### REQUIRED TASK
Copy verbatim the lines of the records below, from the line containing "object: dark shoe." through the line containing "[296,478,741,785]", with both of those lines included.

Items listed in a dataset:

--- BEGIN ---

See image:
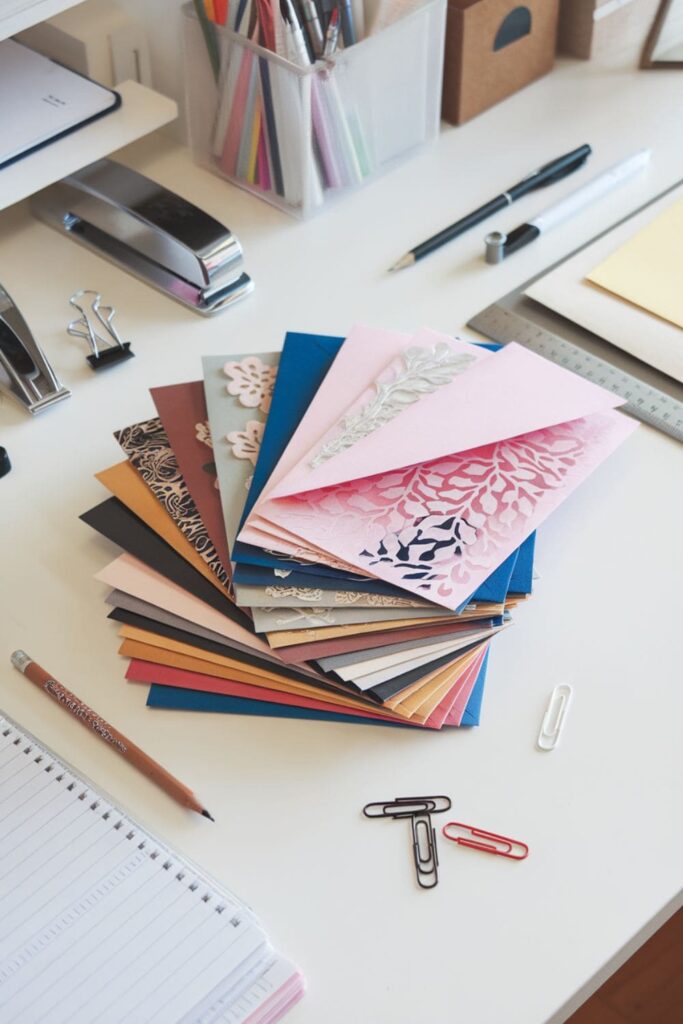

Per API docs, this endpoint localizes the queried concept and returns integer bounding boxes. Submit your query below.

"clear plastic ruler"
[468,305,683,441]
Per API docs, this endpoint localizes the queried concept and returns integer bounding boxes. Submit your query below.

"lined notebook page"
[0,715,303,1024]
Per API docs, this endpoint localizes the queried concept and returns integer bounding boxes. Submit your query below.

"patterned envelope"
[240,333,636,609]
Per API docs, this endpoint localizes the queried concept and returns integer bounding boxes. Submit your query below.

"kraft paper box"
[442,0,559,124]
[557,0,660,63]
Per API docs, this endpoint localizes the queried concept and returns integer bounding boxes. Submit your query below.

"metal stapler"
[31,160,254,315]
[0,285,71,413]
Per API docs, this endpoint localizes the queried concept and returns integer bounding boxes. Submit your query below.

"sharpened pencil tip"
[389,253,415,273]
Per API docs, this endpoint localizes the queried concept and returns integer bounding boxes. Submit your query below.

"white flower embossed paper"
[203,352,280,550]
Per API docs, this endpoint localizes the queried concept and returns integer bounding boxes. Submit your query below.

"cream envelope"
[245,332,636,609]
[526,182,683,381]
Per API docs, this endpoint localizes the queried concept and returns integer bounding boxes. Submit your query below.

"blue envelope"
[232,332,533,610]
[147,651,488,729]
[232,551,522,610]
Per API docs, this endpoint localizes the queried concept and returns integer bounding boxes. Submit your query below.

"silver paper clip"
[536,683,571,751]
[0,285,71,415]
[362,796,451,889]
[67,288,134,370]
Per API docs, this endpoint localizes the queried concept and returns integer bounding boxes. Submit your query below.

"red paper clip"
[441,821,528,860]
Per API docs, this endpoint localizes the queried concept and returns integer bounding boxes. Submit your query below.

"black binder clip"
[67,288,135,370]
[362,797,451,889]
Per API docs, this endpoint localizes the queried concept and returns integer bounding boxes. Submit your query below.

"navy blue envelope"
[232,549,520,610]
[147,651,488,729]
[232,332,533,603]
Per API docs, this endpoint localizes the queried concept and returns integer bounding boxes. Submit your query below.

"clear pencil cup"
[182,0,445,217]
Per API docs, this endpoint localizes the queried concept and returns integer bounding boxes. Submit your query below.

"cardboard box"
[442,0,559,125]
[557,0,660,66]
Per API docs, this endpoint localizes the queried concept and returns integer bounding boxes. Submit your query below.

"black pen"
[389,145,592,270]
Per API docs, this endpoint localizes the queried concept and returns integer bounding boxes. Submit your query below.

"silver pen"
[323,7,339,57]
[301,0,325,57]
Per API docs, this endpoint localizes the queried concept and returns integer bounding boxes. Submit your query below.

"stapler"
[31,160,254,315]
[0,285,71,414]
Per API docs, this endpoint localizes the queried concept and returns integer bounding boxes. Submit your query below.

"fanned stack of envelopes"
[83,327,635,729]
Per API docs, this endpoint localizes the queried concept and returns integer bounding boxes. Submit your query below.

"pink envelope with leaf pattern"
[237,332,636,609]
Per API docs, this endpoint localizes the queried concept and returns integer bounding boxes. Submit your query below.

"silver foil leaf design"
[310,341,474,469]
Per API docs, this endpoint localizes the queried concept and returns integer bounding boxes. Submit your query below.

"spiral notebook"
[0,713,304,1024]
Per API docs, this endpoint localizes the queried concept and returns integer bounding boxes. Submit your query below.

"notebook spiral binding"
[0,726,231,926]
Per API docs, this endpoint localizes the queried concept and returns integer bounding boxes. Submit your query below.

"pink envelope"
[242,332,636,609]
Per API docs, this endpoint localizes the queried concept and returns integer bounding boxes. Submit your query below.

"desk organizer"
[182,0,445,217]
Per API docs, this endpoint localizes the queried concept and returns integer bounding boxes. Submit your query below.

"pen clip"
[516,144,593,199]
[536,150,591,188]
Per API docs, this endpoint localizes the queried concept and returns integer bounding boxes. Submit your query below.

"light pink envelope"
[241,329,635,609]
[249,411,637,610]
[240,325,421,547]
[95,554,321,679]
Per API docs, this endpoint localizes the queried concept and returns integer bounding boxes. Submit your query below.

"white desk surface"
[0,54,683,1024]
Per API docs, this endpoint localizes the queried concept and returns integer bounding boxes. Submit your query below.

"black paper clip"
[362,796,451,889]
[67,288,135,370]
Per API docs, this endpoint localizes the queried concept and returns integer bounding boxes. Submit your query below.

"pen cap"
[484,231,508,263]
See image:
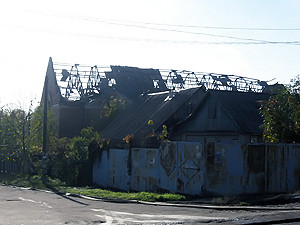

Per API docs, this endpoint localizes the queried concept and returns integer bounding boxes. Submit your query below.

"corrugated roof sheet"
[105,66,167,99]
[100,88,203,139]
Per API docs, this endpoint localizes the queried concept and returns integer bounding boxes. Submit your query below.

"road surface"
[0,186,300,225]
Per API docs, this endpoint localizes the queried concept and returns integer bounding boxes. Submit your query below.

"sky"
[0,0,300,110]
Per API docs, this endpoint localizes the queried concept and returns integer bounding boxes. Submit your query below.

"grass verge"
[0,174,187,202]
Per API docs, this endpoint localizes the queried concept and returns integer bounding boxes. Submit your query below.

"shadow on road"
[46,184,89,205]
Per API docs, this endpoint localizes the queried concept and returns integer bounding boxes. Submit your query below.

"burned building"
[43,58,269,142]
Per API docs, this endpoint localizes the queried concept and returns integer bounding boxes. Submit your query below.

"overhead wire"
[52,15,300,45]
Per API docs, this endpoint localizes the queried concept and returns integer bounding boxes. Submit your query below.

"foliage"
[260,76,300,143]
[160,125,168,140]
[0,174,187,202]
[65,188,186,202]
[48,127,100,184]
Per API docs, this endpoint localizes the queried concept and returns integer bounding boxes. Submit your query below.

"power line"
[78,17,300,31]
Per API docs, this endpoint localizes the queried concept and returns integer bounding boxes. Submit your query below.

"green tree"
[260,76,300,143]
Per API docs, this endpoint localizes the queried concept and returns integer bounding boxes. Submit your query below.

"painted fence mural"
[93,142,300,195]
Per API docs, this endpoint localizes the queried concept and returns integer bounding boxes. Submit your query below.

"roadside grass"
[0,173,187,202]
[64,187,186,202]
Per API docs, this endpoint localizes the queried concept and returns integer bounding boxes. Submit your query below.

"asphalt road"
[0,186,300,225]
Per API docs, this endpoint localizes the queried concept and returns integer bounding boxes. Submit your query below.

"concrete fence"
[93,142,300,195]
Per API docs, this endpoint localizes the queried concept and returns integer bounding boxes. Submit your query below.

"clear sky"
[0,0,300,108]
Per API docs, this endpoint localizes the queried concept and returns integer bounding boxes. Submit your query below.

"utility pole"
[42,66,48,184]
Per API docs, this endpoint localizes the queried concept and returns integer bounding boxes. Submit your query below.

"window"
[208,104,217,119]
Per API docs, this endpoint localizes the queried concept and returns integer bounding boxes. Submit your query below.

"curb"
[65,193,300,211]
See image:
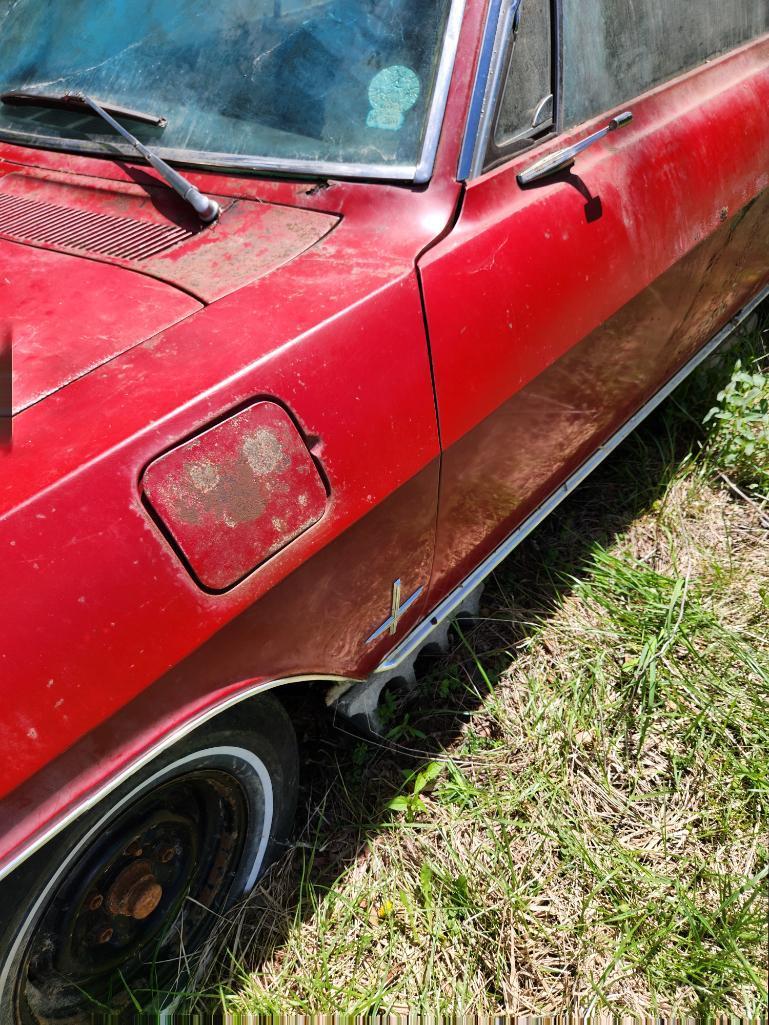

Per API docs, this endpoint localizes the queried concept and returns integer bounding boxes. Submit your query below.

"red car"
[0,0,769,1025]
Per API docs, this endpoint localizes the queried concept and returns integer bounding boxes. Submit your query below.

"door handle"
[518,111,633,186]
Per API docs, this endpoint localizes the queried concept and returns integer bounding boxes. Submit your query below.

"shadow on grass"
[195,308,769,1010]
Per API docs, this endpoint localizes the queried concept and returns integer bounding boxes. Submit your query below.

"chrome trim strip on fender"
[0,673,361,880]
[374,286,769,672]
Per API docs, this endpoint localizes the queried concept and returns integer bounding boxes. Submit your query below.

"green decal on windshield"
[366,65,419,131]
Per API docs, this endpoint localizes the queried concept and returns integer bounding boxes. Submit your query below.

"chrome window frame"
[456,0,563,181]
[0,0,467,185]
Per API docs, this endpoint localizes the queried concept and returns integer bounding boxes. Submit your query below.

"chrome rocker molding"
[0,286,769,880]
[374,286,769,673]
[0,673,360,880]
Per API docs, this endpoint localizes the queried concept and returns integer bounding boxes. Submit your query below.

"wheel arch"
[0,672,359,883]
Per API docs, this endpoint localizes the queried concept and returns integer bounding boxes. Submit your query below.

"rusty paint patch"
[144,402,326,590]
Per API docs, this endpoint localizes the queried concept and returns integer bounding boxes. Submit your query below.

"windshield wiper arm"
[0,92,219,223]
[0,92,168,128]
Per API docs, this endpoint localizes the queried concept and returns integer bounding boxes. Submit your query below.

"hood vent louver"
[0,191,198,260]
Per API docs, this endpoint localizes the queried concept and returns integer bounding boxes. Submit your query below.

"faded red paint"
[0,0,769,881]
[143,402,326,590]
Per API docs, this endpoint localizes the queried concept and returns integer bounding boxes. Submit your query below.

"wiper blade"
[0,92,219,223]
[0,92,168,128]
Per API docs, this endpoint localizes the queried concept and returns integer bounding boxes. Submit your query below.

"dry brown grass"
[191,317,769,1018]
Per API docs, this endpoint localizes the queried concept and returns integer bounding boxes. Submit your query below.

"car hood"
[0,171,338,413]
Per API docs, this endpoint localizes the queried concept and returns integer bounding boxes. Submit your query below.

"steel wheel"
[0,698,296,1025]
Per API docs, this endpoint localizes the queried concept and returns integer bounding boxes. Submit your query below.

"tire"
[0,696,298,1025]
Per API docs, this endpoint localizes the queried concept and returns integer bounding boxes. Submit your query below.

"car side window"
[562,0,769,127]
[473,0,769,173]
[484,0,554,167]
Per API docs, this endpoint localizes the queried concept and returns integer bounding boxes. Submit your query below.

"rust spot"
[107,860,163,921]
[243,427,291,477]
[145,402,326,589]
[187,459,219,494]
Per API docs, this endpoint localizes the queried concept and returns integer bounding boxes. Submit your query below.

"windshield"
[0,0,451,177]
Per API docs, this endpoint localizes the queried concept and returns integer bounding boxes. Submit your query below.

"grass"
[189,303,769,1018]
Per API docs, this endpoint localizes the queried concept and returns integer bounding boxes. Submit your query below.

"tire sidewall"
[0,696,298,1025]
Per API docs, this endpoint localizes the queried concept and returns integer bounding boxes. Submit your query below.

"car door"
[419,0,769,605]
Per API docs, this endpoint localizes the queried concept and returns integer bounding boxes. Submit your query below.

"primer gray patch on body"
[243,427,291,477]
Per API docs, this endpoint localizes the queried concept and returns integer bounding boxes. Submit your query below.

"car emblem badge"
[366,579,424,644]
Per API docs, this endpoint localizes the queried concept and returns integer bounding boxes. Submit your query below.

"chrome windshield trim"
[0,128,416,181]
[457,0,522,181]
[413,0,466,185]
[0,672,361,879]
[0,0,466,185]
[374,286,769,673]
[456,0,503,181]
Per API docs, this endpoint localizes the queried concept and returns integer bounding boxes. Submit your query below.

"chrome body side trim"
[0,673,354,880]
[366,579,424,644]
[0,0,466,185]
[374,285,769,672]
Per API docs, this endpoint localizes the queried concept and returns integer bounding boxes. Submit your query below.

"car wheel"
[0,696,298,1025]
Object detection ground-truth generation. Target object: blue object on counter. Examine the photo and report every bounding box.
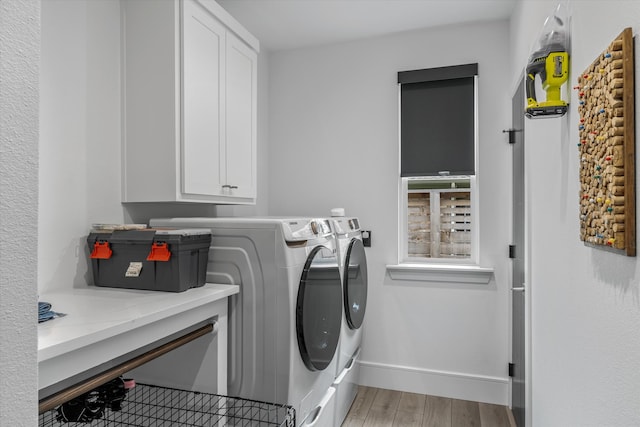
[38,302,66,323]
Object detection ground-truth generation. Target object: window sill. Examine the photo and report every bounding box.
[387,264,493,285]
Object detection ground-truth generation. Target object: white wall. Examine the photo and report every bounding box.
[511,0,640,426]
[38,0,268,292]
[269,21,511,404]
[0,0,40,426]
[38,0,123,292]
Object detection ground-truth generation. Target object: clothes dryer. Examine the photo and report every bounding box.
[331,217,368,426]
[150,218,342,426]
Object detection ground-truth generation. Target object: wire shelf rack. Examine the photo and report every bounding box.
[39,384,295,427]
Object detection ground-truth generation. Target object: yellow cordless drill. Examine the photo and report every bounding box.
[525,4,569,119]
[525,45,569,119]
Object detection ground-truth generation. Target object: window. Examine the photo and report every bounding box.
[402,176,477,263]
[398,64,478,264]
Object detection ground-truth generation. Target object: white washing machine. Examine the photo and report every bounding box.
[150,218,342,427]
[331,217,368,426]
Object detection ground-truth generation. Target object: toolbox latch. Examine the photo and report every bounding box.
[147,242,171,261]
[91,241,113,259]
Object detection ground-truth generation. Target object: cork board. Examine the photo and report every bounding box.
[575,28,636,256]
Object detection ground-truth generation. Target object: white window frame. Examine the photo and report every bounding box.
[387,76,493,285]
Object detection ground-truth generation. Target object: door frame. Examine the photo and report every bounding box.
[508,72,533,427]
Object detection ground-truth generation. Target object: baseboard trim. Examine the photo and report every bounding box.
[359,360,510,406]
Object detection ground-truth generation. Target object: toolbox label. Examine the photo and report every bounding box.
[124,262,142,277]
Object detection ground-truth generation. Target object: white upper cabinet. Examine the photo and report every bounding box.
[122,0,259,204]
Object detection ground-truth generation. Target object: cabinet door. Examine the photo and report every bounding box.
[180,0,226,197]
[225,33,258,198]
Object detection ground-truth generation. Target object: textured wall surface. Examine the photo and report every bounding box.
[0,0,40,426]
[510,0,640,427]
[269,21,511,404]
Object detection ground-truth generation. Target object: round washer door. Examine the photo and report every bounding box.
[344,239,367,329]
[296,246,342,371]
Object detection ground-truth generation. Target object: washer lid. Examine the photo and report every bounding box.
[296,246,342,371]
[344,239,367,329]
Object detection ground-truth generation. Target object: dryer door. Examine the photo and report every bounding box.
[344,239,367,329]
[296,246,342,371]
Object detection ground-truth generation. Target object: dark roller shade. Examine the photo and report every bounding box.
[399,64,477,177]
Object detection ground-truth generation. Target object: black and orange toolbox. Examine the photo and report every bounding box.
[87,226,211,292]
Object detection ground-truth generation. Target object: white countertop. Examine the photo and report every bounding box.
[38,283,239,389]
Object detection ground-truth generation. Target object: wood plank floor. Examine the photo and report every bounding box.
[342,386,515,427]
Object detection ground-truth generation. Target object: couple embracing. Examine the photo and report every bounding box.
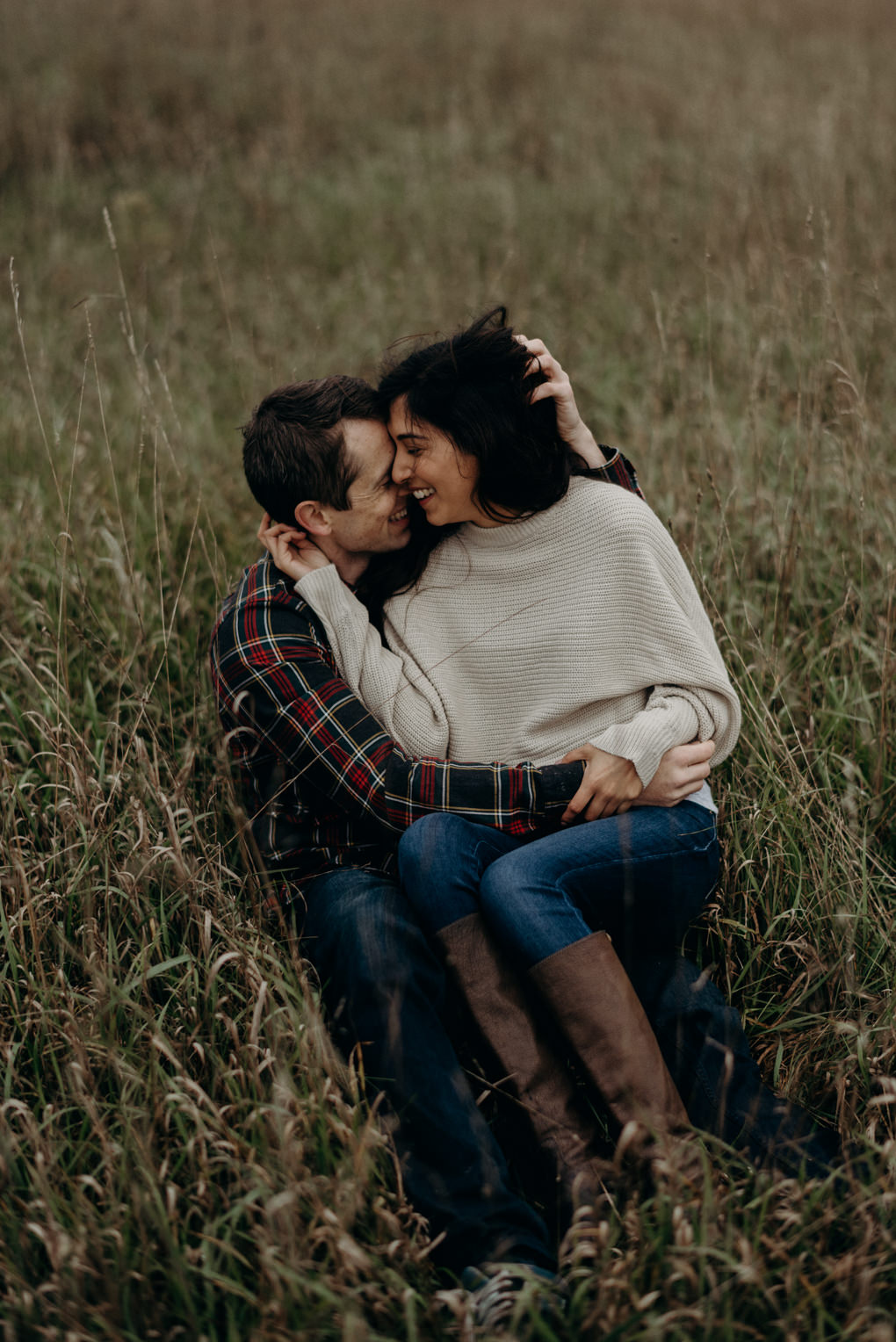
[212,308,835,1320]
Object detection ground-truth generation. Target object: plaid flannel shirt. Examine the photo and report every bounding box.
[211,452,639,912]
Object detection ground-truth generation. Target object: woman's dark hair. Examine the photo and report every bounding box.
[358,307,585,623]
[379,307,578,521]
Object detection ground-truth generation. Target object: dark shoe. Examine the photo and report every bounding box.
[530,931,688,1134]
[460,1263,563,1338]
[438,914,606,1205]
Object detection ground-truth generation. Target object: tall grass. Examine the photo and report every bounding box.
[0,0,896,1342]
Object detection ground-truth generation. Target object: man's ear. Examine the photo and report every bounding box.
[295,499,333,536]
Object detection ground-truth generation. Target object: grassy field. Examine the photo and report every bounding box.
[0,0,896,1342]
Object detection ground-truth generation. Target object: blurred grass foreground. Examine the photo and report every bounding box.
[0,0,896,1342]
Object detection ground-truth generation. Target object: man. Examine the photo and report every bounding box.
[212,377,842,1299]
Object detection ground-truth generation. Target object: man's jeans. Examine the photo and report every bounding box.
[302,869,554,1269]
[399,803,838,1172]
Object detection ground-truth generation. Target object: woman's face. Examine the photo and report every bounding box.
[389,396,497,526]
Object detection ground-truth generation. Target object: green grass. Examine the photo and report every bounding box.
[0,0,896,1342]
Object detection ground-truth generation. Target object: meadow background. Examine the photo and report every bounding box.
[0,0,896,1342]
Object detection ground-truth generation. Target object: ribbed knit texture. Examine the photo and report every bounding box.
[296,478,741,785]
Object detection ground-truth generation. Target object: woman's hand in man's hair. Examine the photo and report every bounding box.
[517,336,606,467]
[257,513,330,582]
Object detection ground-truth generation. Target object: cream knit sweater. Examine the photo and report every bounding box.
[296,476,741,785]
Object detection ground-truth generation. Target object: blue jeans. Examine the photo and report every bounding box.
[399,803,838,1172]
[302,869,555,1271]
[399,801,719,969]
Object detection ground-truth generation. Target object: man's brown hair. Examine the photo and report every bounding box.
[242,376,384,523]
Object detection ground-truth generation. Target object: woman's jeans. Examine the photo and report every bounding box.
[399,803,838,1172]
[399,801,719,969]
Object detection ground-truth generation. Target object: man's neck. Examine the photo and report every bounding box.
[314,536,370,587]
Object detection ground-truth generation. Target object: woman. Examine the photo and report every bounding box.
[258,310,739,1196]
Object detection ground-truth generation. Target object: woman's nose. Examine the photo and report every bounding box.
[392,447,413,485]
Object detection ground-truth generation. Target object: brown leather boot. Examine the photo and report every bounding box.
[529,931,688,1134]
[438,914,611,1205]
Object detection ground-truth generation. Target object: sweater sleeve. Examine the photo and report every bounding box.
[582,509,741,786]
[295,564,448,760]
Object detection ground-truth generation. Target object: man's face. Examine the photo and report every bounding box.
[328,420,410,554]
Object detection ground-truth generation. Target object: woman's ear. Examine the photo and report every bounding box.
[295,499,333,536]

--- END ---

### THE SOLUTION
Object detection ground-truth generation. Target object: dark shoe. Examine the photo and report every bounding box.
[530,931,688,1134]
[460,1263,563,1338]
[438,914,606,1205]
Object detection ground-truth generation. Target object: tall grass. Examine the photo and report every bounding box.
[0,0,896,1342]
Object detection ground-truth generation. Target object: man's ear. Examine the photo and report every bounding box.
[295,499,333,536]
Object detection ground-truth generation. Target object: grassy field. Examine the photo and report every bounding box.
[0,0,896,1342]
Object detection ground-truth generation. Target object: blurred grass foreground. Examine the photo and report every bounding box.
[0,0,896,1342]
Object detection ground-truth generation. Target object: man. Examine the photo and report every bounding box.
[212,377,842,1299]
Object detection ground-truth generation. Target object: man's jeans. Examine the photo and report every bounding box.
[302,869,554,1269]
[399,803,838,1172]
Object detection ground-truth generation. Target object: woman's face. Examine the photo and report every bounding box.
[389,396,497,526]
Object detection ground-truth generation. Target object: green grass. Examine the photo and report every bounding box.
[0,0,896,1342]
Object detection ground-truth generation. Target object: meadow background. Examine the photo and report every bounding box.
[0,0,896,1342]
Object detection ground-truth generation. Target object: ribbed knit texture. Examine the photo and report every bounding box.
[296,478,741,785]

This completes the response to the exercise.